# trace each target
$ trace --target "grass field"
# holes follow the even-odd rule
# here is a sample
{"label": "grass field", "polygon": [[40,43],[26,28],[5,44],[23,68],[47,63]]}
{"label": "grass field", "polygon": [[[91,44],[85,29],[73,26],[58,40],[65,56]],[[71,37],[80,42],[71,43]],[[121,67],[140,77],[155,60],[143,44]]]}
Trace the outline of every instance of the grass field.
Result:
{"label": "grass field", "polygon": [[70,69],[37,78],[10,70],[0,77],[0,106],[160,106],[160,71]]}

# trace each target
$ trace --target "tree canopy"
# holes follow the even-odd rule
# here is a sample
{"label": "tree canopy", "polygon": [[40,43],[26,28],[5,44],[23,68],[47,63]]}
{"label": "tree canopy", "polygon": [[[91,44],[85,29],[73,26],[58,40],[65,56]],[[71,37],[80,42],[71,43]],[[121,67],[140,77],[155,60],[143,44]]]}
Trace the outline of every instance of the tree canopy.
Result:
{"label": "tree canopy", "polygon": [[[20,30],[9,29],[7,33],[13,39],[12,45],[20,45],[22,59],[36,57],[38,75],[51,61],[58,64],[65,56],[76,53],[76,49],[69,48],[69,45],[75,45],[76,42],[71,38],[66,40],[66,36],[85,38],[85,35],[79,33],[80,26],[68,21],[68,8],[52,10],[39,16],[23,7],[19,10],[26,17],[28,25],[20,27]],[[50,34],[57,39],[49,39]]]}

____

- _SHORT EXERCISE_
Which lines in the material above contain the string "field"? Pick out and copy each of them, with uppercase and lowercase counted as different.

- _SOLUTION TO THIS EXERCISE_
$ trace --target "grass field"
{"label": "grass field", "polygon": [[40,43],[26,28],[5,44],[23,68],[47,63]]}
{"label": "grass field", "polygon": [[[91,44],[85,29],[73,26],[58,40],[65,56]],[[71,37],[80,42],[71,43]],[[121,67],[140,77],[155,60],[143,44]]]}
Trace the outline of every instance of the grass field.
{"label": "grass field", "polygon": [[70,69],[37,78],[10,70],[0,77],[0,106],[160,106],[160,71]]}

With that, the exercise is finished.